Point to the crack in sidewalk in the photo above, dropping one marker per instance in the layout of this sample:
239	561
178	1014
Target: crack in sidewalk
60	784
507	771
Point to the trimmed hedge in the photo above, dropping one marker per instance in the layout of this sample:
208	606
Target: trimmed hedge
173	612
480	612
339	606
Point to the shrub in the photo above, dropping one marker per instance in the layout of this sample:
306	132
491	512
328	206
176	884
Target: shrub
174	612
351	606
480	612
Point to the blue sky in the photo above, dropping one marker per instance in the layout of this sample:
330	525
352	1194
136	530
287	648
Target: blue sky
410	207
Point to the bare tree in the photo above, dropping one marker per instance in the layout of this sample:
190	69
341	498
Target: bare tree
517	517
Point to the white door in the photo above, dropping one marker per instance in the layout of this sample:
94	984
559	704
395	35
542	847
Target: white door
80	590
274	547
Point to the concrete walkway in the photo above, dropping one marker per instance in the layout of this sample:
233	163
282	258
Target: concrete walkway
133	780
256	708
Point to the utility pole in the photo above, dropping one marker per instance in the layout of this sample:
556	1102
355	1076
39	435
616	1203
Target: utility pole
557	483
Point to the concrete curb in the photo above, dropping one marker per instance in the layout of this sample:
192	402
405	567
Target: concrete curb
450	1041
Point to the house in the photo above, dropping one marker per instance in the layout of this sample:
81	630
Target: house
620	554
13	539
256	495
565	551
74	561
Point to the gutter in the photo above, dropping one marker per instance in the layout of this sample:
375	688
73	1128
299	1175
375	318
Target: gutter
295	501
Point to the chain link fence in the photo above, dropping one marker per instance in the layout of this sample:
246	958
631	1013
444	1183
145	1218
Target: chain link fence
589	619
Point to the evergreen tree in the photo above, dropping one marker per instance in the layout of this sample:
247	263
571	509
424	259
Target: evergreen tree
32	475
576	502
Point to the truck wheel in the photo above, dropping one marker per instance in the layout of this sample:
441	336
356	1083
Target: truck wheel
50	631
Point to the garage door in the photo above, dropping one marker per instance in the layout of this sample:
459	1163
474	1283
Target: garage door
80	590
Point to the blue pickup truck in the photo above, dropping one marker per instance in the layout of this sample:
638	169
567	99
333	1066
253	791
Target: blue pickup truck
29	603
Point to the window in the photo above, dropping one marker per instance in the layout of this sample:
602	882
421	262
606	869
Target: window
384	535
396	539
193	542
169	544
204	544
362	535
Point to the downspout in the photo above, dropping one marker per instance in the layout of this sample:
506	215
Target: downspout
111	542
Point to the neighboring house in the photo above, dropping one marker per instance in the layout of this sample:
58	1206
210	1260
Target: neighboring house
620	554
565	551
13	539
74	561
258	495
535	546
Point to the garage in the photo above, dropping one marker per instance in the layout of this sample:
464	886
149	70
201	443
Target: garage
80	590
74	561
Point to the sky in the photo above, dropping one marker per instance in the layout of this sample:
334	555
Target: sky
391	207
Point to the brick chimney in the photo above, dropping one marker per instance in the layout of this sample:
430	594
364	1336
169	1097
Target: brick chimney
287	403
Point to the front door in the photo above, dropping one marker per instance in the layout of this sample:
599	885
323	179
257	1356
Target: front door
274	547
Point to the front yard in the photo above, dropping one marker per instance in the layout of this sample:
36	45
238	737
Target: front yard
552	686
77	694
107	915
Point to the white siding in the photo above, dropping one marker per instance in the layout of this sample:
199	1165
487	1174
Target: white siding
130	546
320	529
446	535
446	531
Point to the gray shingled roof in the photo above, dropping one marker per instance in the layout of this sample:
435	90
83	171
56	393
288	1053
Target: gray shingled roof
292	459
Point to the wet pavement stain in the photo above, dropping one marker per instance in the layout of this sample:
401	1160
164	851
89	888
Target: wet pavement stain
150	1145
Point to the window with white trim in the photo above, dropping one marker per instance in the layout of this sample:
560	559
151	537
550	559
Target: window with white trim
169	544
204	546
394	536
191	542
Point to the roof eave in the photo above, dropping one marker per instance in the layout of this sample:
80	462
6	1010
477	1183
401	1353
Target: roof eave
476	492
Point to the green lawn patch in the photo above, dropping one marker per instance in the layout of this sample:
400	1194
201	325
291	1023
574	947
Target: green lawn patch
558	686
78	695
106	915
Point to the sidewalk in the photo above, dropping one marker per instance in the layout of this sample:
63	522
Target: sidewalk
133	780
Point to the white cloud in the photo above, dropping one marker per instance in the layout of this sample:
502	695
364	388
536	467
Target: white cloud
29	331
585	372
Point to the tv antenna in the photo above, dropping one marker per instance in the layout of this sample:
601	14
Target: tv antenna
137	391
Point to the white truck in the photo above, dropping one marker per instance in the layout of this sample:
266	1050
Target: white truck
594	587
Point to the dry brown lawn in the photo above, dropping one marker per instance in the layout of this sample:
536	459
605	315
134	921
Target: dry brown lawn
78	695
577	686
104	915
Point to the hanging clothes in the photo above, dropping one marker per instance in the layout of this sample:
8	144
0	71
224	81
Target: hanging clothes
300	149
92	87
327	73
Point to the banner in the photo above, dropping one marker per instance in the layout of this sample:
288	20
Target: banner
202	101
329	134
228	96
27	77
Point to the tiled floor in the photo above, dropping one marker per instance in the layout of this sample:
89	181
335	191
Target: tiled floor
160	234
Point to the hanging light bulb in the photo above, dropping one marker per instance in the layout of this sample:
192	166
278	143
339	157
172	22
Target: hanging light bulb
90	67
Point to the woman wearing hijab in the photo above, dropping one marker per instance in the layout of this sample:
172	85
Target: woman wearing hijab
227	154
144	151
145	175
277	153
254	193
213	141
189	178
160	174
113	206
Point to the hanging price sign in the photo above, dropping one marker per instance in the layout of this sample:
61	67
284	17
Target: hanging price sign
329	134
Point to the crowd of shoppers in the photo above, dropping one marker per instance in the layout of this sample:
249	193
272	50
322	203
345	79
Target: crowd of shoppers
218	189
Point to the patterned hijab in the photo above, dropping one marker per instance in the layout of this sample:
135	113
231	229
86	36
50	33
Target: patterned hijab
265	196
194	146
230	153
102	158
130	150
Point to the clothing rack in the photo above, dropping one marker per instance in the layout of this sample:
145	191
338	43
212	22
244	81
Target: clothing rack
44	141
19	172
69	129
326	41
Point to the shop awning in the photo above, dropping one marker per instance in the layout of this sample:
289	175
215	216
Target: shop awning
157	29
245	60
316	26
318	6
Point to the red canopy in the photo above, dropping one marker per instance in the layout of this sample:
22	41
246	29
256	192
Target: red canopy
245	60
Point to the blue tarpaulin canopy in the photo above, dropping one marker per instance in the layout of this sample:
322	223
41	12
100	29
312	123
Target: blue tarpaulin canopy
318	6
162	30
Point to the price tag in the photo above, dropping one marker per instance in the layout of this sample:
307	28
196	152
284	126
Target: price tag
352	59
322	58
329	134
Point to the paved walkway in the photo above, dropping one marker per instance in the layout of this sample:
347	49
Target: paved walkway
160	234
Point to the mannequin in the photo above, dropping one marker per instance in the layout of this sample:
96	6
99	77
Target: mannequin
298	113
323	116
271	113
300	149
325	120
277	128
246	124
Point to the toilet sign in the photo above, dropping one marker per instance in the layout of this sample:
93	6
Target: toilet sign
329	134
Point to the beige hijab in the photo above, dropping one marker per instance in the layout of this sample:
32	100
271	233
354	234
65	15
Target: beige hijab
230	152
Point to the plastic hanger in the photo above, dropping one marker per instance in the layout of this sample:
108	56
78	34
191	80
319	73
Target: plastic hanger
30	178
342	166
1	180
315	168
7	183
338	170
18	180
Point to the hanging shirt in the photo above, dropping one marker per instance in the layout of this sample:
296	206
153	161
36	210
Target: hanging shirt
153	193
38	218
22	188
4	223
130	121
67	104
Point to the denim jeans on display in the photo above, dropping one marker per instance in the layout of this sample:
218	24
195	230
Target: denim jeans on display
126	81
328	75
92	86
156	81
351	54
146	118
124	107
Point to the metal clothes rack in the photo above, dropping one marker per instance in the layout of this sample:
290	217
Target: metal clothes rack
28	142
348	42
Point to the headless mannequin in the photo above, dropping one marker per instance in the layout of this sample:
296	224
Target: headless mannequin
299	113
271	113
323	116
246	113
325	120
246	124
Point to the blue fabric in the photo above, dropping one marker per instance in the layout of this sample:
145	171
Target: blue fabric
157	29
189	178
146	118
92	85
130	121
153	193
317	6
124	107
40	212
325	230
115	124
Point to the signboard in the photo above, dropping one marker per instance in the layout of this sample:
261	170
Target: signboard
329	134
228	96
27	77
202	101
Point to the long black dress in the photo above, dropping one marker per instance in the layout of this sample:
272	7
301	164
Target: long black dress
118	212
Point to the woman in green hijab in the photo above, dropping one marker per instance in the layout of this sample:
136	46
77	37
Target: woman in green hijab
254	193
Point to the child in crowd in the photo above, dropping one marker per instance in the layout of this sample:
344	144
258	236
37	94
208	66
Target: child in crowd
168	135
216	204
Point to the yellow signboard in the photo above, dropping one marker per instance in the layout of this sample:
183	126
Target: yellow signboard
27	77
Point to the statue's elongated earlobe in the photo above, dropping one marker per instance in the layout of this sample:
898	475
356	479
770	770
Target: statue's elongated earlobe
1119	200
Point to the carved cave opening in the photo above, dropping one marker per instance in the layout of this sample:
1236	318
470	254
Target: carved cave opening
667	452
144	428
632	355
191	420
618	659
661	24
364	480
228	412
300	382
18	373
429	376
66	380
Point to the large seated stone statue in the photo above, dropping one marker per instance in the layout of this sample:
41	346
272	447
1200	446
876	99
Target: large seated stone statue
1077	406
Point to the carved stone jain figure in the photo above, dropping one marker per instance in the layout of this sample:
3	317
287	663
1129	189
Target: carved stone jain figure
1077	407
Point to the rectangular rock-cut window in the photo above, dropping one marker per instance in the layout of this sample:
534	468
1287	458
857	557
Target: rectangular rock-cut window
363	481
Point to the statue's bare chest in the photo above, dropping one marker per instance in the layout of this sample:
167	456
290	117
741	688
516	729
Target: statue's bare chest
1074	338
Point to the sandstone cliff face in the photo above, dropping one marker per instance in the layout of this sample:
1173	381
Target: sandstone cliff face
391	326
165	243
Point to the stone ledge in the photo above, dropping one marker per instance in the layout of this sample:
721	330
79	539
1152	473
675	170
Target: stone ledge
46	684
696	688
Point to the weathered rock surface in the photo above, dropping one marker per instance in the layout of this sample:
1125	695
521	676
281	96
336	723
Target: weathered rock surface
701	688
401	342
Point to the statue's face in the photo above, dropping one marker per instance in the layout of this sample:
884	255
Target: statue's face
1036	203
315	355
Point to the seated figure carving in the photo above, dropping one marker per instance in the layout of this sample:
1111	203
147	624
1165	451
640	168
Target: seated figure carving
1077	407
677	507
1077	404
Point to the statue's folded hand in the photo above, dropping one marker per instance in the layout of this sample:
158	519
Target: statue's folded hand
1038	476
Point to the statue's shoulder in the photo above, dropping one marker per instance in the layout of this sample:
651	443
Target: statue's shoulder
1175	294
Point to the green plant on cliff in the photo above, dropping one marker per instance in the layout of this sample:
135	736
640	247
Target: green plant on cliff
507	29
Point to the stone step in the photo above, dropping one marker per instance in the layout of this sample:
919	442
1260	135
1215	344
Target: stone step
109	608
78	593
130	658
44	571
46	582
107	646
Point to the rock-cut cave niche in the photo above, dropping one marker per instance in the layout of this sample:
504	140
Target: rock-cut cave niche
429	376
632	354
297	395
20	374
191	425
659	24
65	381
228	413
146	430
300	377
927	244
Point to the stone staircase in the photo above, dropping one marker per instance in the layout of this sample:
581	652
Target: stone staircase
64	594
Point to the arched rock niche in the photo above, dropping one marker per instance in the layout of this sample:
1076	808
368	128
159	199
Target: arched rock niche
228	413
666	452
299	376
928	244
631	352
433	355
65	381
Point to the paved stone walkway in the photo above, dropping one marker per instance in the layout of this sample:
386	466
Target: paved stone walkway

## Assignment
Write the "Point to the stone staircase" line and all later lines exactly. Stop at the end of the data.

## Answer below
Point to the stone staircase in the photo above, dropping one marker per instance in the layout of this sample:
581	652
Target: stone staircase
64	594
Point to the arched rock niche in the photo above, dropping one marker per instance in the layout of this sample:
1076	808
368	128
159	199
Target: arched rock niche
228	413
666	452
299	376
928	244
631	352
433	355
65	381
Point to the paved stone walkway in the photo above, dropping one marker per instance in the layout of this sample:
386	466
Target: paved stone walkway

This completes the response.